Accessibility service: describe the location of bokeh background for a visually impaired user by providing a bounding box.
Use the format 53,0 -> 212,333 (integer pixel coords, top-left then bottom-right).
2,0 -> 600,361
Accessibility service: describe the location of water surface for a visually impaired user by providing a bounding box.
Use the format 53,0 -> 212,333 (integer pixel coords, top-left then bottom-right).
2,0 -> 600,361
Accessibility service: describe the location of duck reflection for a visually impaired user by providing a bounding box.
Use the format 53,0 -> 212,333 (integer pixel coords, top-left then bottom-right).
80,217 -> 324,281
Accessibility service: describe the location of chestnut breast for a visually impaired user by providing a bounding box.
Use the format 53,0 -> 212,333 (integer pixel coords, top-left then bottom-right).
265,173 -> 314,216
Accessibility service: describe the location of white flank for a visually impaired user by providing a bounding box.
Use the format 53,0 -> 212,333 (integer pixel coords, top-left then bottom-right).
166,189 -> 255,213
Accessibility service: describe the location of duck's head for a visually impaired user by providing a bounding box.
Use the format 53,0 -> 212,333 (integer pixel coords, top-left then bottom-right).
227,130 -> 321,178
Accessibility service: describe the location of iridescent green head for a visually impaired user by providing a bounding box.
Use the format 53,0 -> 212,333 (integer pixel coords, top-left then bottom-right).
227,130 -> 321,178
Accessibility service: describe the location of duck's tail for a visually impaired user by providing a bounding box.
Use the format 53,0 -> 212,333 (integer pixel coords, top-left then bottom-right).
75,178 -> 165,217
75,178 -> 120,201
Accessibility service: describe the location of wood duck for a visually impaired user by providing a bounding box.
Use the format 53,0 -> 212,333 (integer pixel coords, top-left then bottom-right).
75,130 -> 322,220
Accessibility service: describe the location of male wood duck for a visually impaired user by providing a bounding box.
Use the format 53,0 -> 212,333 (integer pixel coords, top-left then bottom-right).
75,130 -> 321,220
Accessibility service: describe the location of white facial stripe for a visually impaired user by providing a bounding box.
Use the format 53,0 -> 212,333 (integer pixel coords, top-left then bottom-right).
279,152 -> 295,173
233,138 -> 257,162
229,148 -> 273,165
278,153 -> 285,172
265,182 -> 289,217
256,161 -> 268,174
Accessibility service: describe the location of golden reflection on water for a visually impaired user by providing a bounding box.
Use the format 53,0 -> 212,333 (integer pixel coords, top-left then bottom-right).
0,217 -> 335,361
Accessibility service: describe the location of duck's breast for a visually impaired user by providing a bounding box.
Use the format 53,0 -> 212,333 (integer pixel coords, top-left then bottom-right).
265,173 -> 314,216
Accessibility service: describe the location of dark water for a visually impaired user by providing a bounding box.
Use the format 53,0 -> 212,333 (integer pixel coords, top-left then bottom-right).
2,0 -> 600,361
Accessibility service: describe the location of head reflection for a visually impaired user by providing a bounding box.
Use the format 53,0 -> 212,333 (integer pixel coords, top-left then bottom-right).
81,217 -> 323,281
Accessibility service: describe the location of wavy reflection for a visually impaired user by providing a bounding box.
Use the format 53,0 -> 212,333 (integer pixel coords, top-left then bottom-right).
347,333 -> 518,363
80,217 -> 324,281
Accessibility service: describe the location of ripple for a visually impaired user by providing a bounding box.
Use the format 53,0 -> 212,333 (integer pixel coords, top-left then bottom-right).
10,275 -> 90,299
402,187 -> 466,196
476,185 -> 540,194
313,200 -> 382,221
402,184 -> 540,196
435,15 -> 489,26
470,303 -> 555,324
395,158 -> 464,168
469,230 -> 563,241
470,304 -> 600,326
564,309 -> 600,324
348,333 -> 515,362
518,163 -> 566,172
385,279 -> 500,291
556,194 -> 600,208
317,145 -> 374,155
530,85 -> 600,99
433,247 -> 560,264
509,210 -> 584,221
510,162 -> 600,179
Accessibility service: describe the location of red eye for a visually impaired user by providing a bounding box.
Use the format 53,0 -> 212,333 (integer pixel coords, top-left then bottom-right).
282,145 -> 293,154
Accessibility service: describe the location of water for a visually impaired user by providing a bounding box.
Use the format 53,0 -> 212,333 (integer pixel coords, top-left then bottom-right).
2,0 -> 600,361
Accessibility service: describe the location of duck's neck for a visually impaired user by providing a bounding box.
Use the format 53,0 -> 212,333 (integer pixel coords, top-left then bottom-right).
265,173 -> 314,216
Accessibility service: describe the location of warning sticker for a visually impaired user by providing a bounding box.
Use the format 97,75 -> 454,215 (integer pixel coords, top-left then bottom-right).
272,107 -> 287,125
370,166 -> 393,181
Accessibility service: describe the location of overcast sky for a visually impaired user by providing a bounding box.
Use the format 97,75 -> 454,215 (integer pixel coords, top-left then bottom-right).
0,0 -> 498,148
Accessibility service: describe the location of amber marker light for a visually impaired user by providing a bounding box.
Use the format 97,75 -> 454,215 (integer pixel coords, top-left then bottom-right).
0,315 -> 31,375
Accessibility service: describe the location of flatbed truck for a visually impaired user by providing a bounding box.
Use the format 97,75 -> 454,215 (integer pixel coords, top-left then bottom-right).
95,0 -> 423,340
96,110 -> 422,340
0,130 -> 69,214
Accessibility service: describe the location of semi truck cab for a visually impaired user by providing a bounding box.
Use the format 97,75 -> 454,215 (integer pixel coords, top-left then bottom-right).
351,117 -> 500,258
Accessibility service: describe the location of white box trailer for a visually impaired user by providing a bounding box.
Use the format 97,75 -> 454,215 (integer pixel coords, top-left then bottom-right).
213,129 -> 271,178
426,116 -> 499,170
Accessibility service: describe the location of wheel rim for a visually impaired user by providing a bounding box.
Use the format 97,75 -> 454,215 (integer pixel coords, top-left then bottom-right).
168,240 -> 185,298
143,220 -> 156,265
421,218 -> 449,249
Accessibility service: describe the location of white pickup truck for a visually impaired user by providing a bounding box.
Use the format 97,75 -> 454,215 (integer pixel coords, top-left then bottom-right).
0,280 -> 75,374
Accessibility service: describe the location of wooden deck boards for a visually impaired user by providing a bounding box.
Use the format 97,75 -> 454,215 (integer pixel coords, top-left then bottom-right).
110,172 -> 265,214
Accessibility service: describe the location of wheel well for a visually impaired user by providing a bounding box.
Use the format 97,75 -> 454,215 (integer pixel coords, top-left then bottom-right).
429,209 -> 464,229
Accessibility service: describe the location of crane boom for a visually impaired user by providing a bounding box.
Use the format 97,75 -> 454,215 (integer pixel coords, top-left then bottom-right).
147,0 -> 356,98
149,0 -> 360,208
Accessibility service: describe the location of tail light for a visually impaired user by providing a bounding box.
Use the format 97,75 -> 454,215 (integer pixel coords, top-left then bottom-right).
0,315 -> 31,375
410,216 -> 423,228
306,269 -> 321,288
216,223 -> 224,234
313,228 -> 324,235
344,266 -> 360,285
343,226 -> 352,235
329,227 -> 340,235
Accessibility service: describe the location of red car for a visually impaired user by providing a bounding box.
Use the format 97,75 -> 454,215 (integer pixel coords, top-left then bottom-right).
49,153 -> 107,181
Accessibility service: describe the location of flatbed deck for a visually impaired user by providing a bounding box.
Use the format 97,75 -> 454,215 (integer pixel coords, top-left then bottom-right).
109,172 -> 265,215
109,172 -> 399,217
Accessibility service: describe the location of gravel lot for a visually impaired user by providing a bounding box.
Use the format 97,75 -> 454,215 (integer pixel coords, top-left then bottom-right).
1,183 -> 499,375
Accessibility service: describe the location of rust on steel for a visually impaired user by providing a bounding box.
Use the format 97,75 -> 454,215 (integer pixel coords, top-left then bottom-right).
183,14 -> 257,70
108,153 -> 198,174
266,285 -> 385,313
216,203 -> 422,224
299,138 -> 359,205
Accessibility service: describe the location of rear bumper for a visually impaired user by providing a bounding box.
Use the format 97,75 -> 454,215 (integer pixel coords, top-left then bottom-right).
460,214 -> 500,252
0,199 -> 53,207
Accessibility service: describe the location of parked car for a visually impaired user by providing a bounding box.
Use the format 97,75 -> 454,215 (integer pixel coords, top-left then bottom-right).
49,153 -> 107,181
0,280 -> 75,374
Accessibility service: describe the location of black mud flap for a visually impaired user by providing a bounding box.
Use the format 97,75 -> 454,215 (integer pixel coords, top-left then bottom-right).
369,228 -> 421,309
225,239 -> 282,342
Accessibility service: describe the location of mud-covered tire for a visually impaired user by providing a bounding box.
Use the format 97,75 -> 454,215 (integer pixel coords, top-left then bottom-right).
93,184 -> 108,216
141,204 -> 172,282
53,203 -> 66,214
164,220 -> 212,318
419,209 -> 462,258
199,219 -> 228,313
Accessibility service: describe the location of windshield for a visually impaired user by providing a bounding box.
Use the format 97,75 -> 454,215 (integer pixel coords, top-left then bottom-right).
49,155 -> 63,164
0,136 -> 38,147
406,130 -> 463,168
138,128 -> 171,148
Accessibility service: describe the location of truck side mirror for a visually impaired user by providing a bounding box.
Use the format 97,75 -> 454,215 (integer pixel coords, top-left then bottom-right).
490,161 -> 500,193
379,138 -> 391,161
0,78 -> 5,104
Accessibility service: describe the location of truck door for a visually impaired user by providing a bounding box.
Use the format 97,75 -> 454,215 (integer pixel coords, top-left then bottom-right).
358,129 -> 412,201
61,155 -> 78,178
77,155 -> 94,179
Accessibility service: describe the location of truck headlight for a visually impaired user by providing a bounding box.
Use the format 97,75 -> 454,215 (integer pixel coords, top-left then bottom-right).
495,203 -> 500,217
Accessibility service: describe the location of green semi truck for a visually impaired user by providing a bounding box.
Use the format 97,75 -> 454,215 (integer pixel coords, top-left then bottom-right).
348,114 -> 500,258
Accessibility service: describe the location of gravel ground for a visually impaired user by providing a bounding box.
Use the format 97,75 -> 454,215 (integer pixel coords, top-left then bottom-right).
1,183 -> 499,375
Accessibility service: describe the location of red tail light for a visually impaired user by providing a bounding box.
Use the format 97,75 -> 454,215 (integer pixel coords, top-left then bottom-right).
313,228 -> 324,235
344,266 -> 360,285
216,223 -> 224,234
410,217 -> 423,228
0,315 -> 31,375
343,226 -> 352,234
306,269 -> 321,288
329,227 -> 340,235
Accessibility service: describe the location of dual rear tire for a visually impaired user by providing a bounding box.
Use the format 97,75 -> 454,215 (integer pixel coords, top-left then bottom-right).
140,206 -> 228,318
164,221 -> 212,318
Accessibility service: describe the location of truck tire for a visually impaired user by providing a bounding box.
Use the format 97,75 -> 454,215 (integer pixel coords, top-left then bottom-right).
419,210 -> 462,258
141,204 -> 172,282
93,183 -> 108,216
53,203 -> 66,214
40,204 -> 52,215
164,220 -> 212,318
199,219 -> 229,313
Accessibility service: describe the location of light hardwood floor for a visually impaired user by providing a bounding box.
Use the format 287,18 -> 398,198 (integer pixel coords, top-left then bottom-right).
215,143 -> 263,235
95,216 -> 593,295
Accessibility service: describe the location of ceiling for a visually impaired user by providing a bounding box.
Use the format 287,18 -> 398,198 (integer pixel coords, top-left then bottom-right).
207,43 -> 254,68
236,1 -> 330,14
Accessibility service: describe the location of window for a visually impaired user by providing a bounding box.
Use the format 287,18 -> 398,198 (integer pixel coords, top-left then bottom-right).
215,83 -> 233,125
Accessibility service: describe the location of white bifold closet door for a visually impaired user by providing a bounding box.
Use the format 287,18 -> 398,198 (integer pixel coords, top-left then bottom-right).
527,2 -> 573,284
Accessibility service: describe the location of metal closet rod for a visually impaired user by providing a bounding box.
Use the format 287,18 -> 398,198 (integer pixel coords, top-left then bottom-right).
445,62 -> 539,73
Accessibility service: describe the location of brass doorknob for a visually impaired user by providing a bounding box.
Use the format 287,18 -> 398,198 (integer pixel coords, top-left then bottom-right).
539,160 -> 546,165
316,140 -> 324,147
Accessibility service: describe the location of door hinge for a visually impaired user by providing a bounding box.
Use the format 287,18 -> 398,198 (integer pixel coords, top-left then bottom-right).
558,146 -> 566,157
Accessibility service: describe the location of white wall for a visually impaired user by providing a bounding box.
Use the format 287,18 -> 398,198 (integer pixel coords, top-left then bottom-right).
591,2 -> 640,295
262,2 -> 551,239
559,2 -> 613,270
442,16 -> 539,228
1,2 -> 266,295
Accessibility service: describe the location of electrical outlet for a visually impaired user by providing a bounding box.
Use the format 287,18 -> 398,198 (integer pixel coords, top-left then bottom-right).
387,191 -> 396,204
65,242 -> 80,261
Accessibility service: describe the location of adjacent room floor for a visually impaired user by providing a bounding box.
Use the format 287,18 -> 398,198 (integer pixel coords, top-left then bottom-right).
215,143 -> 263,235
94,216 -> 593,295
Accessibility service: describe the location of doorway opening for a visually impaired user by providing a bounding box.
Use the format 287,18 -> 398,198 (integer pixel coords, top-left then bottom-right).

=-=-=-=-=

### Assigned task
Repeat the material above exactly, beginning with its first line and ending with the line that holds "Accessibility service: describe the location of water surface", and leave out everything else.

### Task solution
Accessibility service: describe the location of bokeh background for a visually impaired user by providing a bounding box.
Use the format 53,0 -> 212,333 (integer pixel coords, top-left then bottom-right).
2,0 -> 600,361
Accessibility service: describe the location of water surface for a visually impaired user by providing a bounding box.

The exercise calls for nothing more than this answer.